Labeled-object pointing entries:
■ ■ ■ ■

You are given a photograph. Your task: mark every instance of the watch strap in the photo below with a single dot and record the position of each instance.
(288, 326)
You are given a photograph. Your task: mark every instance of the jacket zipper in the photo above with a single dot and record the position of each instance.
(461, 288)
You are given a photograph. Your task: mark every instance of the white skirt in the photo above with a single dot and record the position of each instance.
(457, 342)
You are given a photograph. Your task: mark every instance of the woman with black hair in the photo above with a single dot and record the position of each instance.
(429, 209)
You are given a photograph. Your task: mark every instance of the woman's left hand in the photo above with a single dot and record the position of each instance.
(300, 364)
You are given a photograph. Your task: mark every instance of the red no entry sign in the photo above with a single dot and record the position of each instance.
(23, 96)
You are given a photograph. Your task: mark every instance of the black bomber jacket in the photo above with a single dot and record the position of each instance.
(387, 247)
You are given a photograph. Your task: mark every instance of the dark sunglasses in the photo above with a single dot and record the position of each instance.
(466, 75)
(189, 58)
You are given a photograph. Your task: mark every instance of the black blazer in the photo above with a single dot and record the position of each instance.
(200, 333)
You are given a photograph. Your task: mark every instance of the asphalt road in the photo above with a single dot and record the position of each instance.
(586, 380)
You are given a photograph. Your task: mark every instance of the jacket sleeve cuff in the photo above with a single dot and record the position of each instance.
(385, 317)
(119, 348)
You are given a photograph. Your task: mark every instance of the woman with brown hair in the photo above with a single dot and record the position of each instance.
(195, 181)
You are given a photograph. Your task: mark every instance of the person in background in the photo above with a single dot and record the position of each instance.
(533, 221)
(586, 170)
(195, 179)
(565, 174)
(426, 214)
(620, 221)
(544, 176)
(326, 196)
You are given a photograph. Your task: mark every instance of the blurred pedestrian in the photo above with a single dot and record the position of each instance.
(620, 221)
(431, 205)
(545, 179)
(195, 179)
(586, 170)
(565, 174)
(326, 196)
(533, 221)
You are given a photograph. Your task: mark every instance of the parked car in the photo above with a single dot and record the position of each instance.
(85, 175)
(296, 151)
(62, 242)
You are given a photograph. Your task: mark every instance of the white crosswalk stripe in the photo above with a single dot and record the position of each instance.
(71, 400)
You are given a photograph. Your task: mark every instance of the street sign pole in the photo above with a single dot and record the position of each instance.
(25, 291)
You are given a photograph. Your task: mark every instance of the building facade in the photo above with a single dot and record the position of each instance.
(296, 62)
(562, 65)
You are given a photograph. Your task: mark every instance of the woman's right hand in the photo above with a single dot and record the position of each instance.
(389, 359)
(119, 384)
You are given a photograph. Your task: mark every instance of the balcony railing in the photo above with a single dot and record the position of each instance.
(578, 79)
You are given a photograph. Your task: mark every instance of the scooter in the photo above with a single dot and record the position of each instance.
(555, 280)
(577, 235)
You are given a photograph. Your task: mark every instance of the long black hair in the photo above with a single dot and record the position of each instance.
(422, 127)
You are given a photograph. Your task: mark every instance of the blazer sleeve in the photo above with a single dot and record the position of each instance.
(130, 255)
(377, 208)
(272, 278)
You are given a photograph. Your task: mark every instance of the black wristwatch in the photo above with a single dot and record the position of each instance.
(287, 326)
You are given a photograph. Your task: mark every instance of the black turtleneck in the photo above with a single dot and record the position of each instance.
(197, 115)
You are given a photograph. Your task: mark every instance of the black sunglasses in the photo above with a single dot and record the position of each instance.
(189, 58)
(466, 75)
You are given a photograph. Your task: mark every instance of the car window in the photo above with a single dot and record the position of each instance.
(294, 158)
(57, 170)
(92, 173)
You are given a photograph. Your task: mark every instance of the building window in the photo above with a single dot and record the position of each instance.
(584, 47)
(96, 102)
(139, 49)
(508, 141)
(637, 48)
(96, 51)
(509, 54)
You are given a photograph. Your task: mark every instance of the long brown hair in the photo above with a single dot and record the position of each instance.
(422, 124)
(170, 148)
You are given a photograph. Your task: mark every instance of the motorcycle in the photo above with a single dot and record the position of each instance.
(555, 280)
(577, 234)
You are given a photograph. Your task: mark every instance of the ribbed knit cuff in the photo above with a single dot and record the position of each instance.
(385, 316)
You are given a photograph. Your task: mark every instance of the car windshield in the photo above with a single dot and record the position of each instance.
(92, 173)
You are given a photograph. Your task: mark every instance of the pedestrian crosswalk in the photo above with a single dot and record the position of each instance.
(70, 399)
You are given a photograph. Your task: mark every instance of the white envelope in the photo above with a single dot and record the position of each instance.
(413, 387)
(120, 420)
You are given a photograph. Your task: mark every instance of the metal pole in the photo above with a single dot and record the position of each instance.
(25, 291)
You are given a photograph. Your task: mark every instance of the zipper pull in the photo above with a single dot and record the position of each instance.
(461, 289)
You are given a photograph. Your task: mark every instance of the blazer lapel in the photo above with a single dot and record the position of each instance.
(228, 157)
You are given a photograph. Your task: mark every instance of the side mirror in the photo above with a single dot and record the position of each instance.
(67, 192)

■ ■ ■ ■

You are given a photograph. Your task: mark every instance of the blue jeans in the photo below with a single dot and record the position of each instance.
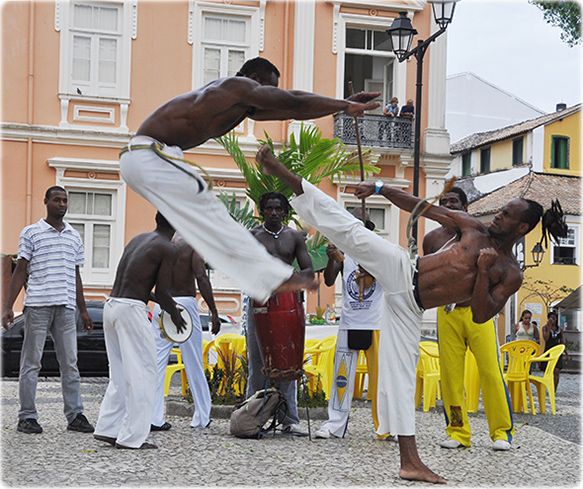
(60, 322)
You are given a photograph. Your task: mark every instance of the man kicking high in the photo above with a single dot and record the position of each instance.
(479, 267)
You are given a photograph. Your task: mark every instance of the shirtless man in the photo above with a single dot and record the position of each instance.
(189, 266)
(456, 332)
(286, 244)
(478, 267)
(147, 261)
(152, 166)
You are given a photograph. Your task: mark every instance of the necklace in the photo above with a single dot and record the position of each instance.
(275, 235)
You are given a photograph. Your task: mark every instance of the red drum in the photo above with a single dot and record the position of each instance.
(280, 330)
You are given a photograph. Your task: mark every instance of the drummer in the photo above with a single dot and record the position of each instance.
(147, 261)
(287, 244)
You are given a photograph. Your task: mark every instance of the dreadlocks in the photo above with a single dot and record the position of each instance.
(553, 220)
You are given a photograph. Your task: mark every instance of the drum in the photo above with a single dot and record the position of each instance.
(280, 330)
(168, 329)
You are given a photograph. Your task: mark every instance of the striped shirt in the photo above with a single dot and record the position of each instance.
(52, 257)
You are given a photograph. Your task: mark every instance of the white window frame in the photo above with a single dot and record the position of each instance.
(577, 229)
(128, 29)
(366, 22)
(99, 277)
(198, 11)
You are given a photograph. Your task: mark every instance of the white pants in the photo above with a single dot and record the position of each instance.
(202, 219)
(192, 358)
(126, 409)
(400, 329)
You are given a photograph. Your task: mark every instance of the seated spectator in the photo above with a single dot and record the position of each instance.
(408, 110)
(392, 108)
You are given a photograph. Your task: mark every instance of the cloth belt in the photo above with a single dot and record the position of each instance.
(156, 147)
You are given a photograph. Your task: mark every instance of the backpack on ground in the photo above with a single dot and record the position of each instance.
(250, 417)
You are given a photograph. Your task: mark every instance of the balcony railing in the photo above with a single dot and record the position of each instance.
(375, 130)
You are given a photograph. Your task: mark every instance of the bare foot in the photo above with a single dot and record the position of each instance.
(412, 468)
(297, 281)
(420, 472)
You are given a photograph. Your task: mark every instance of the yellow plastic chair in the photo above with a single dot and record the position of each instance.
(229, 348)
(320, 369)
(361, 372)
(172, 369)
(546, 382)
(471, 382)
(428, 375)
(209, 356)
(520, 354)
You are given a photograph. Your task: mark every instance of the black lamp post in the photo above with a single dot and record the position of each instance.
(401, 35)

■ ■ ■ ■

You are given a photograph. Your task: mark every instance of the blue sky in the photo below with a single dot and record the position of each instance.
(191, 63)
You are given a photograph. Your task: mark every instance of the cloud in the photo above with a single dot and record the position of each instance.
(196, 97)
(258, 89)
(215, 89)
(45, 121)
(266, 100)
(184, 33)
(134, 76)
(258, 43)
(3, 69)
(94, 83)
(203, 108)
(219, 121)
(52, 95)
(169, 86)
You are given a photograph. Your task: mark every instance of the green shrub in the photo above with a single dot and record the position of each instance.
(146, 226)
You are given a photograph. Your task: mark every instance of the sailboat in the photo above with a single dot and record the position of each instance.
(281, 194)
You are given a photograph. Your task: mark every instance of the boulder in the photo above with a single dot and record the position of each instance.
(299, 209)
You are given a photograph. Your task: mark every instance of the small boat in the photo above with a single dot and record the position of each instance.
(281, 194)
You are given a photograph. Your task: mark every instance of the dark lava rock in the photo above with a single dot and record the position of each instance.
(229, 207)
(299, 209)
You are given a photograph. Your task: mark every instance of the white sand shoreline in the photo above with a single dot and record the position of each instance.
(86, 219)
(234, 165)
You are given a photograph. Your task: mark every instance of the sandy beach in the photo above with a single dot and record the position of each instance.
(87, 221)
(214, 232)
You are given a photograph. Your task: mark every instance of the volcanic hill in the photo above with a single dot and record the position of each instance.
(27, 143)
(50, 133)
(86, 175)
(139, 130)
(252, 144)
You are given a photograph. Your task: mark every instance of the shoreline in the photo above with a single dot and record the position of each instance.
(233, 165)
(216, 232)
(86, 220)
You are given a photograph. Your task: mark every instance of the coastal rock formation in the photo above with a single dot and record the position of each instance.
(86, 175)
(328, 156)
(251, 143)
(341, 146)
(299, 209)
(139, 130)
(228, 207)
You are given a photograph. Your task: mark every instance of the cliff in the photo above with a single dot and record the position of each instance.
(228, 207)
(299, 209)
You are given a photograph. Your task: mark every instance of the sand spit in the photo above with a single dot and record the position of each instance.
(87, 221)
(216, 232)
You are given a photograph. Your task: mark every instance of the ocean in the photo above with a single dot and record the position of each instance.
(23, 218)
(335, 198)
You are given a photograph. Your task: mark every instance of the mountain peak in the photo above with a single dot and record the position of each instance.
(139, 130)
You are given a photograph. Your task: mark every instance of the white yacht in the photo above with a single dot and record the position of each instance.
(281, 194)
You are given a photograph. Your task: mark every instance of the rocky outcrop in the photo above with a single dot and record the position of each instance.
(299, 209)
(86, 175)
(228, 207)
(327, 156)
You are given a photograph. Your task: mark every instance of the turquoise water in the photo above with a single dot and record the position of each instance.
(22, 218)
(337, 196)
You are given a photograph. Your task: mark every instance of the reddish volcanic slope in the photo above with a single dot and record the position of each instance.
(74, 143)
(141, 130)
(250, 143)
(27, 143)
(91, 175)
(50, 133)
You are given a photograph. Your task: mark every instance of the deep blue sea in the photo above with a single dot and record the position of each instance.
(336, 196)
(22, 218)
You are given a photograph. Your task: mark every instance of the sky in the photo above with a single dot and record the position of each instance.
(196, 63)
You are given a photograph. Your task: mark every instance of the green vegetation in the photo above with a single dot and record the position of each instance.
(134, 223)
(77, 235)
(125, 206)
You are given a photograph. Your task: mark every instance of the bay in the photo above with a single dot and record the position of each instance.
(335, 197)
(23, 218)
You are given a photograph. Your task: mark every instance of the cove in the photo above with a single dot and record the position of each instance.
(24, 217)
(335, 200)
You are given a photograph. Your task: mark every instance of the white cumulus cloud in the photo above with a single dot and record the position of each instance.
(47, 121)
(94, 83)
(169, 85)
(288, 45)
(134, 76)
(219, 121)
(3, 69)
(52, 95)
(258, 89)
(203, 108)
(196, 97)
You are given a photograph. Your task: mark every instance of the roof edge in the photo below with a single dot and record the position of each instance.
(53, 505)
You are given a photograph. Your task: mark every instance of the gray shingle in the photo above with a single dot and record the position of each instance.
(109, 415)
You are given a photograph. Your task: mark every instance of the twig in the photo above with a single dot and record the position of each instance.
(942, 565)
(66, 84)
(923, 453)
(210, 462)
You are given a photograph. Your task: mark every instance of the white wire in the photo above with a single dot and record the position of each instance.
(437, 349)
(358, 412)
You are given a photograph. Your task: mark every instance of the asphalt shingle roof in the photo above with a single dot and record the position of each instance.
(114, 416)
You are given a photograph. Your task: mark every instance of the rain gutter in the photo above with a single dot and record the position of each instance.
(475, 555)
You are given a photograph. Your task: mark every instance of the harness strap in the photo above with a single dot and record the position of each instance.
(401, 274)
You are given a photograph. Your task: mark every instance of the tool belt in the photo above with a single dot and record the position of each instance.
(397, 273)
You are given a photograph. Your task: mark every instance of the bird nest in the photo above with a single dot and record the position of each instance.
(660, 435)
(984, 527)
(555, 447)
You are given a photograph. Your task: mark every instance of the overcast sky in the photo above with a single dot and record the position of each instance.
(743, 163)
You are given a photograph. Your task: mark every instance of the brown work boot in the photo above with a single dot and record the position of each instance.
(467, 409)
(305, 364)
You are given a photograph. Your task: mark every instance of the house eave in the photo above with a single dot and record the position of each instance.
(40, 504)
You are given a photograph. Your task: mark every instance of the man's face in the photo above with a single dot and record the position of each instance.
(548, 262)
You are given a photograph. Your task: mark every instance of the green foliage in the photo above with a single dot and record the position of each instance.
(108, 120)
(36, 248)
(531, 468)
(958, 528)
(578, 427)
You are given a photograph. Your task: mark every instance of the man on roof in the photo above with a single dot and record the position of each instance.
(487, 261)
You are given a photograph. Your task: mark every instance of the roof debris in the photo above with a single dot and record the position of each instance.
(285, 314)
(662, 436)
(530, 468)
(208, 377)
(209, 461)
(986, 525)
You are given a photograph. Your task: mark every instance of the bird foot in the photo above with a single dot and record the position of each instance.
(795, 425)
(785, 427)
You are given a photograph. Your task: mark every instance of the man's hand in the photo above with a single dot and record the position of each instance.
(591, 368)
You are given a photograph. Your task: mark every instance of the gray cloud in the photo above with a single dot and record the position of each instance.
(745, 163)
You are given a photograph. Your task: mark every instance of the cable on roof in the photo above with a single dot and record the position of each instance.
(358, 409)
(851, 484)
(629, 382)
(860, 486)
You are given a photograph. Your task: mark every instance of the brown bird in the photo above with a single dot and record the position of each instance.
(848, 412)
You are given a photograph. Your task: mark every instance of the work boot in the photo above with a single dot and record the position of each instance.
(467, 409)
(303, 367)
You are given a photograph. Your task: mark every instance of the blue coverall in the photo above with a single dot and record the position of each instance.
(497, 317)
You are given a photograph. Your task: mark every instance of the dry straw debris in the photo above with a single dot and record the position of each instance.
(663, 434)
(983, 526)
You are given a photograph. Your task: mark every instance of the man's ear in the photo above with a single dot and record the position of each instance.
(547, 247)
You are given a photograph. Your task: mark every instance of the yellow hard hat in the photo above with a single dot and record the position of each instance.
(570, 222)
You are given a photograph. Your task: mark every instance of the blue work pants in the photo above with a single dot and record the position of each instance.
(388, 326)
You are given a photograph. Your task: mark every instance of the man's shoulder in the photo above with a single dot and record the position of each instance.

■ ■ ■ ■

Stated problem:
Write out again the data from the line containing "the dry straw" to the line containing "the man's shoulder", both lines included, and add -149 to each coordinate.

Right answer:
You are given a photograph. Your task: mark every instance of the dry straw debris in the photo above with a single dot and record the position of each instance.
(514, 285)
(834, 377)
You are given a photograph. Your task: mark every instance of the man's ear in the photo above with a single dot and record the position of each instance.
(398, 98)
You are given a photograph. Your task: mark every instance of the yellow hard hat in the photo above with a single dot and record the position of each instance.
(421, 73)
You are given a photograph. Your task: mark every instance of the blue work pants in the photo above with a single dot and record the position of each instance.
(239, 177)
You are given a photograph. Your task: mark every instance of the man's shoulder in the photo above with a single dot and record the position of each instance.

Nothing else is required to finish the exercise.